▸ **Extractos del listado**
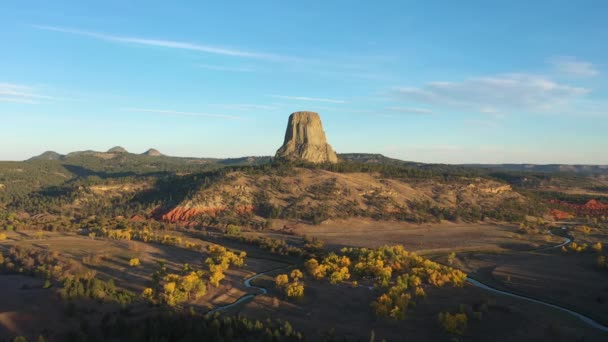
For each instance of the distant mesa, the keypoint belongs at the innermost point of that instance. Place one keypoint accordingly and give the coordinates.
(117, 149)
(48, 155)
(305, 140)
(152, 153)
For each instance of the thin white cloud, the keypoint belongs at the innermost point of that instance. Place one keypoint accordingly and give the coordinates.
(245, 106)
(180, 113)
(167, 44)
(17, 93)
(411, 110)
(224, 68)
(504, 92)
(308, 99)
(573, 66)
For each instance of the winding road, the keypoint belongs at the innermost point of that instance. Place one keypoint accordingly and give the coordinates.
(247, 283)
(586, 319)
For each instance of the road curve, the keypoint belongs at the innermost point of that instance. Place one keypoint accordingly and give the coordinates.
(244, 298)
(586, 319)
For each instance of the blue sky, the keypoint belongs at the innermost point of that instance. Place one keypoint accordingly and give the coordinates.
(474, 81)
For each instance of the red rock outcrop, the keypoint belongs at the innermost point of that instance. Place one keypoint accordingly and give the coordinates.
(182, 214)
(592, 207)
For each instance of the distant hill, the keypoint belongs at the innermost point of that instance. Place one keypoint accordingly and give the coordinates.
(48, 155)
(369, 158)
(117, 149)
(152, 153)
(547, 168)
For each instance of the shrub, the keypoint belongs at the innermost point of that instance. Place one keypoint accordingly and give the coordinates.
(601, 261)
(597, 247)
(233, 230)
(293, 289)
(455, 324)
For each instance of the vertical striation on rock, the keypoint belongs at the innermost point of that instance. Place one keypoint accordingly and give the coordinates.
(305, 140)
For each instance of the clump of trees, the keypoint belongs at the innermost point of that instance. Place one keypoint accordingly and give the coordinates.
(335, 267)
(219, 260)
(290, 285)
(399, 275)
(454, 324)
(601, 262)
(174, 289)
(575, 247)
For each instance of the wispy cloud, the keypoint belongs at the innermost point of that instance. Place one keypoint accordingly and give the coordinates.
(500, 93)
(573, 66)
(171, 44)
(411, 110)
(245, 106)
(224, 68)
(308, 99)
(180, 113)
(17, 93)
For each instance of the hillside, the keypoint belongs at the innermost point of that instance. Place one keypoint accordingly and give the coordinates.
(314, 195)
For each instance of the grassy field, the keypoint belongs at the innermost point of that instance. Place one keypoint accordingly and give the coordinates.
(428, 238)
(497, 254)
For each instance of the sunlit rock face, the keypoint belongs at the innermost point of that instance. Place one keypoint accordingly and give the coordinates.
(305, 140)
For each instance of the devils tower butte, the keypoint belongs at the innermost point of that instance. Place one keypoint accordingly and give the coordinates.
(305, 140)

==

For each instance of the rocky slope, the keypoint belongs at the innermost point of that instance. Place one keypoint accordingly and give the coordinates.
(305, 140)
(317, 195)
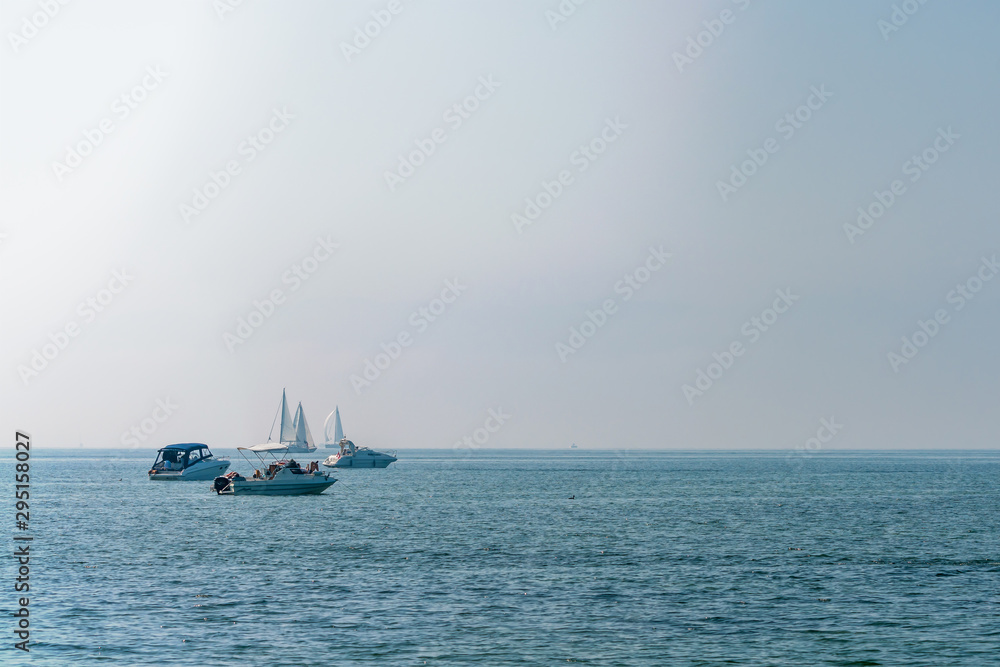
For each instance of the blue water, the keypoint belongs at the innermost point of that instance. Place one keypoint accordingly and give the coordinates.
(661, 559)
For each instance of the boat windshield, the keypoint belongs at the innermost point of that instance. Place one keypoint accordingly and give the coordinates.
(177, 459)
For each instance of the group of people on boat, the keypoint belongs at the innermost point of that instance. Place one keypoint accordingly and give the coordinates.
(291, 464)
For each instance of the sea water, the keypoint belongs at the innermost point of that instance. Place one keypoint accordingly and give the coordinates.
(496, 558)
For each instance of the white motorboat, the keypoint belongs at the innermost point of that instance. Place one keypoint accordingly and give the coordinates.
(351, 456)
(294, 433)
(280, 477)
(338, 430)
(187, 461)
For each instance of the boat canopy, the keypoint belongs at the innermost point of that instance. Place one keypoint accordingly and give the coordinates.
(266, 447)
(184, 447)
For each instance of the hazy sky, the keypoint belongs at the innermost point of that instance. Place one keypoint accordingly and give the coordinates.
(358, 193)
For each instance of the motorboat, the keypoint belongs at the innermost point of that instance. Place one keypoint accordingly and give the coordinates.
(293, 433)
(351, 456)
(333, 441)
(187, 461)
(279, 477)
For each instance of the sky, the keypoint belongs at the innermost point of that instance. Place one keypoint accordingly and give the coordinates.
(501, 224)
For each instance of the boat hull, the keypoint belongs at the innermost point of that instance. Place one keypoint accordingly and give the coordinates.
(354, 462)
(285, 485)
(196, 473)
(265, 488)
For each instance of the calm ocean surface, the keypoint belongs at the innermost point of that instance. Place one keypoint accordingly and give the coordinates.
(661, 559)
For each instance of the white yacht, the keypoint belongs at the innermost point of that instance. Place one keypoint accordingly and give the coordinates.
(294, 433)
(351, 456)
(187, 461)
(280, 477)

▸ **Objetivo**
Localiza en el listado anterior cada línea que contenga la palabra "white" y cópiala, distinguiendo entre mayúsculas y minúsculas.

▸ **Resultado**
For each instance of the thin white cloud, the keypoint belongs at the innermost point of that instance. Place one keypoint accordingly and give the coordinates.
For each instance of the white motorboat, the keypoint belongs at the innermost point of that instance. Place one keypoint accordingly and give the coordinates.
For each instance of the white yacht, the keypoint belongs at the innermost point of that instance. Place one keypoint accordingly and give the coordinates.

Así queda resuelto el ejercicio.